What you will do: Copy the lines below word for word, from the line that contains "Warehouse picking: mark the parking" through the last line, both ends included, and leave out any pictures.
# Stored data start
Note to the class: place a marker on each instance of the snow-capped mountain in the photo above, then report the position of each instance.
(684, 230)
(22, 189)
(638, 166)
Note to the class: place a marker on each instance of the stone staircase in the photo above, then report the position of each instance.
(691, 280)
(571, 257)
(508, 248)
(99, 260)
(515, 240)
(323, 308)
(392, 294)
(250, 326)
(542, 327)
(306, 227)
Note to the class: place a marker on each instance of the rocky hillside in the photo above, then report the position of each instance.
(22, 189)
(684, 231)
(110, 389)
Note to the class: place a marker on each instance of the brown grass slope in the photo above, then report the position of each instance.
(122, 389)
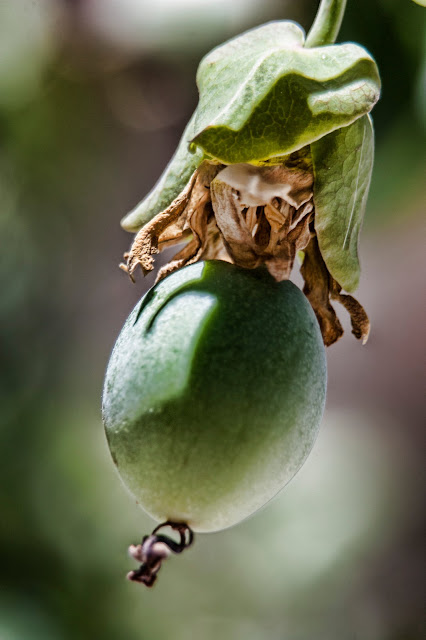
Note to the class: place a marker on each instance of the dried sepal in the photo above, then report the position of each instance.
(251, 215)
(319, 288)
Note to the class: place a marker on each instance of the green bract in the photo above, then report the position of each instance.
(214, 393)
(265, 95)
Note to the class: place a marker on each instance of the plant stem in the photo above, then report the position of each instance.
(327, 23)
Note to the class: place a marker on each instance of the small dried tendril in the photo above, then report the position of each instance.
(155, 548)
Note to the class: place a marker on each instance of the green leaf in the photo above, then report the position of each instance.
(263, 94)
(343, 162)
(172, 182)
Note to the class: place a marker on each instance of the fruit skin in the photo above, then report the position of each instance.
(214, 393)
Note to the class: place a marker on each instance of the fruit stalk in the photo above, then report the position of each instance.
(326, 24)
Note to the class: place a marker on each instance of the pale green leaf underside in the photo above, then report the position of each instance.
(171, 183)
(343, 162)
(263, 94)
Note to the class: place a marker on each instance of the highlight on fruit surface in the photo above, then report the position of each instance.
(214, 394)
(216, 385)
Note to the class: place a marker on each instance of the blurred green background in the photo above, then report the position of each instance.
(94, 95)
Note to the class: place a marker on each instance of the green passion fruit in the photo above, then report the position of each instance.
(214, 393)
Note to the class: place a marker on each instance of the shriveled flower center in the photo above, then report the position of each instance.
(250, 215)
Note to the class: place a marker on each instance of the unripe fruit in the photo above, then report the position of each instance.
(214, 393)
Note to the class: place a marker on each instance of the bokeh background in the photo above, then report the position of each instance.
(94, 95)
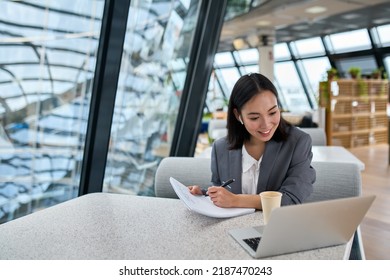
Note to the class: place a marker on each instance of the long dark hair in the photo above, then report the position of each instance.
(245, 88)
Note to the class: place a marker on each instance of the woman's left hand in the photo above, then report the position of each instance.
(221, 197)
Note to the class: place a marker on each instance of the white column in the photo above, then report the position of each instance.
(266, 56)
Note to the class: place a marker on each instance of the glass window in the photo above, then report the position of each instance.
(48, 54)
(223, 59)
(281, 52)
(248, 56)
(151, 81)
(309, 47)
(227, 77)
(314, 70)
(349, 41)
(366, 63)
(291, 88)
(246, 69)
(384, 35)
(387, 65)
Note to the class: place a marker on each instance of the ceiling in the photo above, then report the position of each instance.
(288, 20)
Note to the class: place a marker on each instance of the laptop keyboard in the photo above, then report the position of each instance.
(253, 242)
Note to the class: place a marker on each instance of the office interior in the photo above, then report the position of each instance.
(94, 94)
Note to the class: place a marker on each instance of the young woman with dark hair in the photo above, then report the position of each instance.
(261, 151)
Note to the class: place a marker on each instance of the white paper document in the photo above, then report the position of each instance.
(203, 204)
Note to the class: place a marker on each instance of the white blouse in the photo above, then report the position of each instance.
(250, 172)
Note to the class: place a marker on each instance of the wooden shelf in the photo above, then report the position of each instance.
(355, 111)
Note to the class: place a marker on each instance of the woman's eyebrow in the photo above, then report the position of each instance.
(273, 107)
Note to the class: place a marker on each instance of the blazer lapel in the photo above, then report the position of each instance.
(235, 169)
(270, 155)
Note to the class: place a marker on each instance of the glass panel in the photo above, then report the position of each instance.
(366, 63)
(281, 52)
(47, 61)
(387, 65)
(384, 35)
(291, 89)
(153, 70)
(248, 56)
(350, 41)
(223, 59)
(249, 69)
(309, 47)
(228, 77)
(314, 73)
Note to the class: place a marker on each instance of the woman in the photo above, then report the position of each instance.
(261, 150)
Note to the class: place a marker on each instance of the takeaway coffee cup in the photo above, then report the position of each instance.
(269, 201)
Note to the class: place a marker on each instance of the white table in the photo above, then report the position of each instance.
(335, 154)
(117, 226)
(320, 154)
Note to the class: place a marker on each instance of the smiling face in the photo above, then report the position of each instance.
(261, 116)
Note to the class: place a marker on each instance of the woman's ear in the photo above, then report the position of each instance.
(238, 117)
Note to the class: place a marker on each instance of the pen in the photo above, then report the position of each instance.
(226, 184)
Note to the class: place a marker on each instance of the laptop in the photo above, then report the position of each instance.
(305, 227)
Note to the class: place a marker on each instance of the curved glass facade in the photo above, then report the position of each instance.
(47, 62)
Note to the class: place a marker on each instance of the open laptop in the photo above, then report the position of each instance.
(305, 227)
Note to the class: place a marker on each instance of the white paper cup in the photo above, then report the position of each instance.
(269, 201)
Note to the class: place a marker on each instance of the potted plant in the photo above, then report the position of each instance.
(377, 73)
(332, 73)
(355, 72)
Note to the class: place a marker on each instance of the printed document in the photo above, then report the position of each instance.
(203, 204)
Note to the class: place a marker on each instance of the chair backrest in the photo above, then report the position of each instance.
(317, 134)
(334, 180)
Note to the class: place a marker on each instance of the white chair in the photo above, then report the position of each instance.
(317, 134)
(334, 180)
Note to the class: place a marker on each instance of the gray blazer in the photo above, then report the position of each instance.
(285, 167)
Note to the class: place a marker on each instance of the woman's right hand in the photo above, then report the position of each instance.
(195, 190)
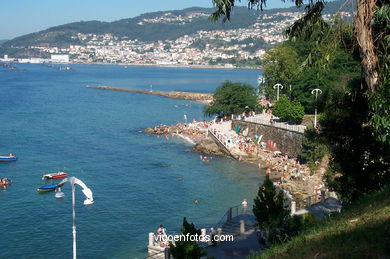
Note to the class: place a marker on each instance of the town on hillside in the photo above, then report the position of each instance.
(228, 47)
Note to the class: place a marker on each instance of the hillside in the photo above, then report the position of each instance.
(361, 231)
(135, 28)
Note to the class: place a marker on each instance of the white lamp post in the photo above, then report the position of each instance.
(277, 86)
(261, 81)
(88, 201)
(316, 91)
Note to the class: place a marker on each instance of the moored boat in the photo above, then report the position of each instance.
(47, 188)
(8, 158)
(54, 175)
(4, 182)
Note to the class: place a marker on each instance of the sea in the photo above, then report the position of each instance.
(52, 123)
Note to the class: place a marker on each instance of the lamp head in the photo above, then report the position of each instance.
(59, 194)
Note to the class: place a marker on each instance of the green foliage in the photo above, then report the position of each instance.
(314, 148)
(359, 163)
(288, 110)
(380, 100)
(360, 231)
(281, 65)
(282, 108)
(187, 249)
(232, 98)
(269, 206)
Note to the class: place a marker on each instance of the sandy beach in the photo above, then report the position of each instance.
(286, 172)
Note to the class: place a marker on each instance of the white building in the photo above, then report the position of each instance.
(60, 58)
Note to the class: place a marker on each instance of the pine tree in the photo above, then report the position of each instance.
(269, 206)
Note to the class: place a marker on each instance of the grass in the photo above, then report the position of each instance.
(362, 230)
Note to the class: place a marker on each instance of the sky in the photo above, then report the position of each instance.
(19, 17)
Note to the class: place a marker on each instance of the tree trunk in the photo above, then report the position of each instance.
(363, 34)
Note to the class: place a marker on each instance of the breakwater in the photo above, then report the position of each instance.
(206, 98)
(287, 141)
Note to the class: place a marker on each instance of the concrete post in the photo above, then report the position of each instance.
(219, 233)
(151, 239)
(322, 196)
(293, 208)
(167, 255)
(242, 226)
(203, 231)
(229, 216)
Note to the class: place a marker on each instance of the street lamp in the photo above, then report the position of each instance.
(88, 201)
(277, 86)
(316, 91)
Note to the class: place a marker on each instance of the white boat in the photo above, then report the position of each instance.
(54, 175)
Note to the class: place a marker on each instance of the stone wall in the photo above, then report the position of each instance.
(287, 142)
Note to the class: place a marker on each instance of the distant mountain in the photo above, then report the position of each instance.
(137, 28)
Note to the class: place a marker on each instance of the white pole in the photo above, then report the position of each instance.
(74, 220)
(277, 86)
(89, 200)
(316, 91)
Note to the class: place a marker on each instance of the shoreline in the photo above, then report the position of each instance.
(167, 65)
(286, 173)
(144, 65)
(200, 97)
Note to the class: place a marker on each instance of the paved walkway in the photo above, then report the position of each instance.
(240, 248)
(322, 209)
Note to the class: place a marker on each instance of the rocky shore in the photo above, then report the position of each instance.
(201, 97)
(286, 172)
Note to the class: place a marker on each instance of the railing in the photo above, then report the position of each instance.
(311, 200)
(220, 139)
(272, 123)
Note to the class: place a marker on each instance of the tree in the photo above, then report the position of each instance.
(187, 249)
(356, 114)
(362, 23)
(269, 206)
(232, 98)
(289, 110)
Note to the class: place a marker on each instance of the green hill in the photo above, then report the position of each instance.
(362, 230)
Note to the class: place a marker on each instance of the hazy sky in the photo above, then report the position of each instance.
(20, 17)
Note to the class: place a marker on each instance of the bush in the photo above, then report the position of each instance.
(289, 110)
(269, 206)
(313, 149)
(187, 249)
(232, 98)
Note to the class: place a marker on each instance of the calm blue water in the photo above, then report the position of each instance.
(52, 122)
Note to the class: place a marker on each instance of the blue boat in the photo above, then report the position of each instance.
(7, 158)
(48, 188)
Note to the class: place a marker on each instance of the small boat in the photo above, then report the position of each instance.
(4, 182)
(7, 158)
(54, 175)
(48, 188)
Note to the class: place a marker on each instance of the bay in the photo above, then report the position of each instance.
(51, 122)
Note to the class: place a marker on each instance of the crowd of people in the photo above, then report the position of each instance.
(281, 168)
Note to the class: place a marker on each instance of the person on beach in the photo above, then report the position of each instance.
(212, 237)
(244, 207)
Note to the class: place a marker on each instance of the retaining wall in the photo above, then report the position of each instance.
(287, 142)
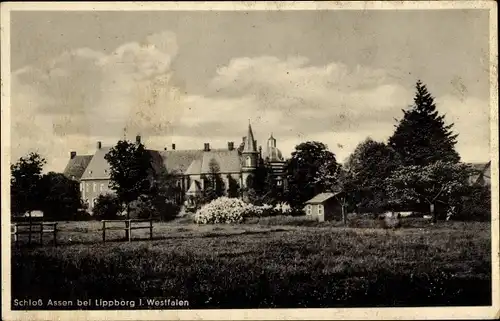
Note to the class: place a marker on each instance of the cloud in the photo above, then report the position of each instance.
(85, 95)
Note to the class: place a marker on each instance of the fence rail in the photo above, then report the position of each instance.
(34, 229)
(128, 227)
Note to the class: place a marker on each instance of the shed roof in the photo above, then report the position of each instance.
(99, 168)
(321, 198)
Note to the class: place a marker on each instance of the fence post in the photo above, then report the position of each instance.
(103, 231)
(15, 233)
(128, 231)
(55, 234)
(29, 232)
(41, 234)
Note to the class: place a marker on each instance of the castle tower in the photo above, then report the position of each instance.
(250, 155)
(271, 142)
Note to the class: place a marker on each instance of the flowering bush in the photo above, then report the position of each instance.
(234, 210)
(283, 209)
(222, 210)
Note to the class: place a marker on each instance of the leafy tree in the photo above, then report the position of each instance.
(61, 196)
(107, 206)
(421, 137)
(438, 183)
(216, 182)
(25, 187)
(167, 186)
(366, 170)
(311, 170)
(233, 189)
(131, 171)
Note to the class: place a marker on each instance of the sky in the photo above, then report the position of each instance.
(190, 77)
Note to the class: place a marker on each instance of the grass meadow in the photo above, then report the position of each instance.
(275, 262)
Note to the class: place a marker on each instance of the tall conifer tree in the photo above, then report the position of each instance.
(422, 137)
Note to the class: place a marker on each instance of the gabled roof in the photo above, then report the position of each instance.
(250, 146)
(480, 170)
(194, 188)
(76, 166)
(321, 198)
(229, 161)
(178, 161)
(98, 167)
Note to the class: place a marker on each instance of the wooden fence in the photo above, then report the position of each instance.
(34, 229)
(128, 227)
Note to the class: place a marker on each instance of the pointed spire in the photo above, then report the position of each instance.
(250, 146)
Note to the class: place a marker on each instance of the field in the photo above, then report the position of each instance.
(272, 262)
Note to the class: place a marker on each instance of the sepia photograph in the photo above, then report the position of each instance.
(250, 160)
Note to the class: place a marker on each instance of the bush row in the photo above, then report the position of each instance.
(234, 210)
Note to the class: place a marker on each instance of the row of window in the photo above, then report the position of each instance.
(309, 209)
(102, 187)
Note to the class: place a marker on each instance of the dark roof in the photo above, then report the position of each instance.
(250, 146)
(229, 161)
(76, 166)
(178, 161)
(98, 167)
(321, 198)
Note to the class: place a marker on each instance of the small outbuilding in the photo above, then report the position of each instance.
(324, 207)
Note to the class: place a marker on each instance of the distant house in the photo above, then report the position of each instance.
(324, 207)
(76, 166)
(481, 174)
(95, 180)
(191, 167)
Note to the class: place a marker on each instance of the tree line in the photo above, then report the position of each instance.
(418, 168)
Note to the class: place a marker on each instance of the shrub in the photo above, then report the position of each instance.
(141, 208)
(391, 220)
(222, 210)
(107, 206)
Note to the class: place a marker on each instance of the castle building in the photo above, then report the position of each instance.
(192, 167)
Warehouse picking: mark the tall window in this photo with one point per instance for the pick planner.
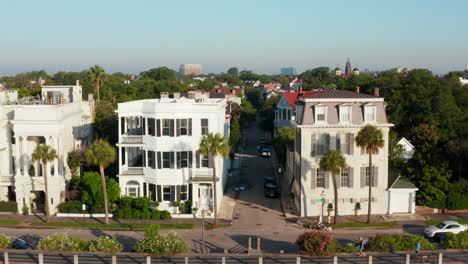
(345, 177)
(367, 175)
(166, 127)
(166, 193)
(369, 113)
(345, 114)
(183, 192)
(320, 114)
(204, 126)
(320, 177)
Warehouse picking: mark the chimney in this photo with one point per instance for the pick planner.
(377, 92)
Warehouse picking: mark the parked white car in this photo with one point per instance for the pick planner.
(444, 227)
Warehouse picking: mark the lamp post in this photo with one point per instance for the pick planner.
(323, 203)
(203, 230)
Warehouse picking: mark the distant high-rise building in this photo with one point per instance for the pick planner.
(288, 71)
(190, 69)
(348, 69)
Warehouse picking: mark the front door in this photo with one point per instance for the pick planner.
(204, 195)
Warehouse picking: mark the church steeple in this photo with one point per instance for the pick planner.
(348, 69)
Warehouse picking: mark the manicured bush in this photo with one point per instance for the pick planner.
(105, 244)
(5, 242)
(317, 243)
(399, 242)
(8, 206)
(165, 215)
(458, 241)
(61, 242)
(162, 245)
(152, 231)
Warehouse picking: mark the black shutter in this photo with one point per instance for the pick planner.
(190, 193)
(171, 155)
(159, 160)
(158, 127)
(173, 194)
(158, 192)
(178, 159)
(190, 127)
(178, 127)
(190, 159)
(178, 192)
(171, 127)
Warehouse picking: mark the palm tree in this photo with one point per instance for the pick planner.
(214, 145)
(96, 75)
(101, 154)
(370, 138)
(333, 161)
(44, 154)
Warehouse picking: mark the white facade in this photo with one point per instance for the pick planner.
(331, 120)
(59, 119)
(158, 150)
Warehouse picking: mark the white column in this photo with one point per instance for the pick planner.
(56, 168)
(17, 156)
(24, 151)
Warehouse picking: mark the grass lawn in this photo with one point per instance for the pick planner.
(111, 226)
(10, 222)
(361, 224)
(435, 222)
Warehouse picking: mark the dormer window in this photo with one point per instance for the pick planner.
(345, 114)
(320, 113)
(369, 113)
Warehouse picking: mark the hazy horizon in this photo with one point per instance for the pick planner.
(262, 36)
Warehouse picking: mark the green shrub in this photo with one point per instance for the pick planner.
(152, 231)
(8, 206)
(317, 243)
(162, 245)
(458, 241)
(5, 242)
(105, 244)
(61, 242)
(392, 243)
(165, 215)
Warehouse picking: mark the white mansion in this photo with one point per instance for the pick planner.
(59, 118)
(331, 120)
(158, 143)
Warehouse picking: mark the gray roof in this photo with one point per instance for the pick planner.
(402, 183)
(338, 94)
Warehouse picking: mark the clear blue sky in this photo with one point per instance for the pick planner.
(262, 35)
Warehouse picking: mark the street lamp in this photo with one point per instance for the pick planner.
(323, 203)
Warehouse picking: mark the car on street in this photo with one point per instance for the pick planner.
(266, 152)
(271, 190)
(443, 228)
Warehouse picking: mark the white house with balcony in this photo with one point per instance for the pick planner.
(158, 150)
(331, 120)
(59, 118)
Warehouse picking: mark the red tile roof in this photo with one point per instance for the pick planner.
(294, 96)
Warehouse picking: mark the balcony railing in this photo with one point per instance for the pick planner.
(133, 171)
(132, 139)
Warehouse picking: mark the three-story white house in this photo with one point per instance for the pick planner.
(158, 149)
(331, 120)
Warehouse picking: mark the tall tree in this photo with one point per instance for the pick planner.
(333, 161)
(214, 145)
(102, 154)
(45, 154)
(96, 75)
(370, 138)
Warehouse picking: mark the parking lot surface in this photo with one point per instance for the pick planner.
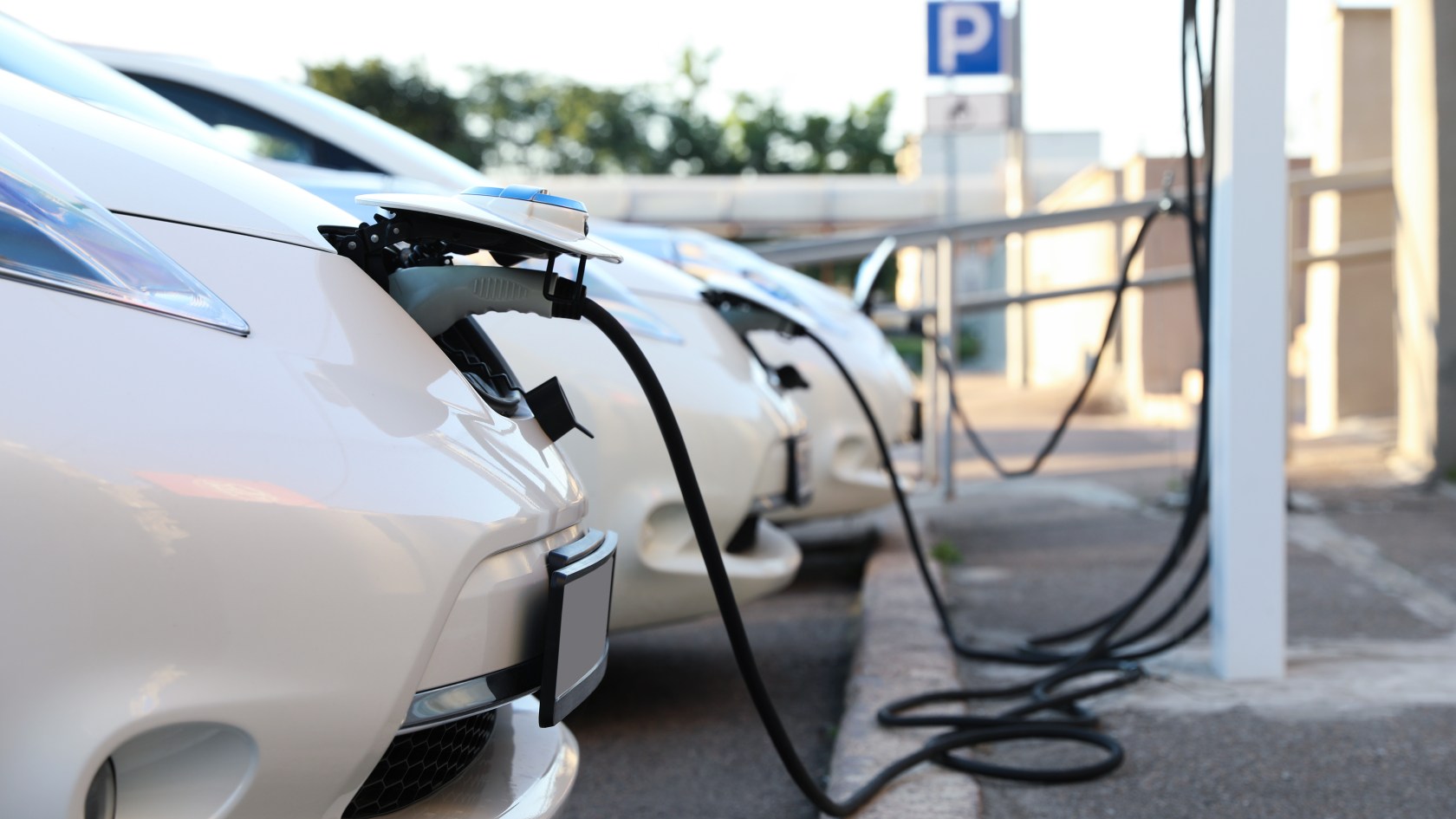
(672, 733)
# Stored data end
Solution to this problem:
Warehouse picking: mark the parking lot surface in this photo with one point per instance for the pick planner.
(672, 733)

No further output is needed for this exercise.